- Task statement -
Write out the listing again, exactly as it appears below.
:: Data for review
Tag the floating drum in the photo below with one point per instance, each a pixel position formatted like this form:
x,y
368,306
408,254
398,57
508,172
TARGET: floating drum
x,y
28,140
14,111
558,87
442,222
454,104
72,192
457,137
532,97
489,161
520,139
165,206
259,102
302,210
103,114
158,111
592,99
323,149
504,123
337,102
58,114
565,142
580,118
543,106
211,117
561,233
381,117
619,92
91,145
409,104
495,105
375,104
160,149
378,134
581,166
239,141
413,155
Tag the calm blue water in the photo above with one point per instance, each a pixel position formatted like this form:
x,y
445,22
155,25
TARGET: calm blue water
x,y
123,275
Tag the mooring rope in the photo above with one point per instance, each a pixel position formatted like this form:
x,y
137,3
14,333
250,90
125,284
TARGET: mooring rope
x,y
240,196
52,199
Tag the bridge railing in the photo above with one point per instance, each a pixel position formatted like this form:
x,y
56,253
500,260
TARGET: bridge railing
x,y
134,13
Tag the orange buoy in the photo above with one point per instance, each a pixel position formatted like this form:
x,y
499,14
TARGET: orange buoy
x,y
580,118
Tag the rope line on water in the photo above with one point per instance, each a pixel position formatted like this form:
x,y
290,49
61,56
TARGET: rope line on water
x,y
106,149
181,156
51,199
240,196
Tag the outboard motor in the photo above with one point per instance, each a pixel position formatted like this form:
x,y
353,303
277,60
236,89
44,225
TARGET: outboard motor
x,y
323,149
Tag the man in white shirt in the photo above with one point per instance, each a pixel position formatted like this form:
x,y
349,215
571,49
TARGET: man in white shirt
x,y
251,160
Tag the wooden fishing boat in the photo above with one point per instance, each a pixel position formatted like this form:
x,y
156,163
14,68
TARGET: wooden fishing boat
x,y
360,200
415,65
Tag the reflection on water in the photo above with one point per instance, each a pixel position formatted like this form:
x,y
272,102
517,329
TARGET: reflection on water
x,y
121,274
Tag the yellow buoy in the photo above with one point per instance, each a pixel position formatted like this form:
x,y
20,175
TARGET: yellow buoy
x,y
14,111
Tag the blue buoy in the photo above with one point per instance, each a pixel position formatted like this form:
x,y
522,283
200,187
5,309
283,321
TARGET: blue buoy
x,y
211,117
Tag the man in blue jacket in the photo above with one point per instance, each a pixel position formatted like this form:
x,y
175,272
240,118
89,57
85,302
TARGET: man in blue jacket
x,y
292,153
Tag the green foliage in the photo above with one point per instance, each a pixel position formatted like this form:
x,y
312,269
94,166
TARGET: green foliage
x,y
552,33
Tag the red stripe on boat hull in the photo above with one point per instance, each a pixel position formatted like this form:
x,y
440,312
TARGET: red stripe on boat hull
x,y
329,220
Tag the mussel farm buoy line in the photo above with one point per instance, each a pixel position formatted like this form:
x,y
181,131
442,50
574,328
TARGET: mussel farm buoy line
::::
- Result -
Tag the floating drum in the photo below with one point per instance, each a pixel position formatted like this form:
x,y
368,306
408,254
398,57
508,172
TARGET: floating drum
x,y
28,140
14,111
558,87
442,222
454,104
72,192
457,137
532,97
489,161
520,139
165,206
259,102
302,210
103,114
158,111
592,99
323,149
504,123
337,102
58,114
565,142
580,118
543,106
211,117
561,233
381,117
619,92
91,145
409,104
495,105
375,104
160,149
378,134
581,166
239,141
413,155
Tag the calm blue water in the photo above with one point per instance, each a pixel position formatted like this form:
x,y
445,22
155,25
TARGET: calm blue water
x,y
123,275
Tag the mooring rope in the photo above with one point per instance, each a pixel position formatted like this form:
x,y
137,3
14,333
250,90
125,284
TARGET: mooring rope
x,y
240,196
52,199
Tag the bridge railing in the photo above with one point per instance, each a pixel position formatted like this form:
x,y
56,253
500,260
TARGET: bridge railing
x,y
134,13
Tag the orange buoy in the photo above with one point per instance, each a pixel position formatted like this form:
x,y
499,14
TARGET: orange buoy
x,y
580,118
Tag the rope line on water in the photo above with one point per instance, each a pixel position formatted like this form:
x,y
290,49
61,56
TARGET: rope line on water
x,y
106,149
181,156
51,199
240,196
Tag the outboard motor in the photo above with one point per instance, each a pixel position formatted like this form:
x,y
353,303
277,60
236,89
44,225
TARGET: outboard motor
x,y
323,149
Tag the man in white shirt in the photo above with one point per instance, each a pixel position formatted like this form:
x,y
349,215
571,49
TARGET: man in white shirt
x,y
251,160
Tag the wooden fishing boat in the photo above with one point per instance, each a pixel position formatted like this form:
x,y
156,163
14,68
TARGET: wooden fishing boat
x,y
360,200
415,65
Tag the reflection on water in the photo above with one point per instance, each a pixel position formatted like this form:
x,y
272,102
517,329
TARGET: reflection on water
x,y
121,274
Tag the yellow buoy in the photo above with one point per instance, each a pixel position formatted like this form:
x,y
20,175
TARGET: yellow buoy
x,y
14,111
Tag the blue buoy in the photo above with one point per instance, each a pixel position formatted like this form:
x,y
522,283
200,187
5,309
283,321
TARGET: blue buoy
x,y
211,117
Tag the man in blue jacket in the photo above with one point per instance, each a pixel position formatted like this form:
x,y
175,272
240,118
89,57
85,302
TARGET: man in blue jacket
x,y
292,153
Tag the green foliage in the photo above with one point per instance, each a pixel position formatted like this form:
x,y
312,269
94,166
TARGET: green foliage
x,y
552,33
Tag the red stripe on boat hull in the photo above with one point per instance, each a pixel position formatted like this form:
x,y
440,312
TARGET: red stripe on boat hull
x,y
329,220
Tag the mussel farm buoy line in the photo above with one point per instance, each a pixel position formatted like this form:
x,y
181,131
442,50
574,328
TARGET: mussel farm buoy line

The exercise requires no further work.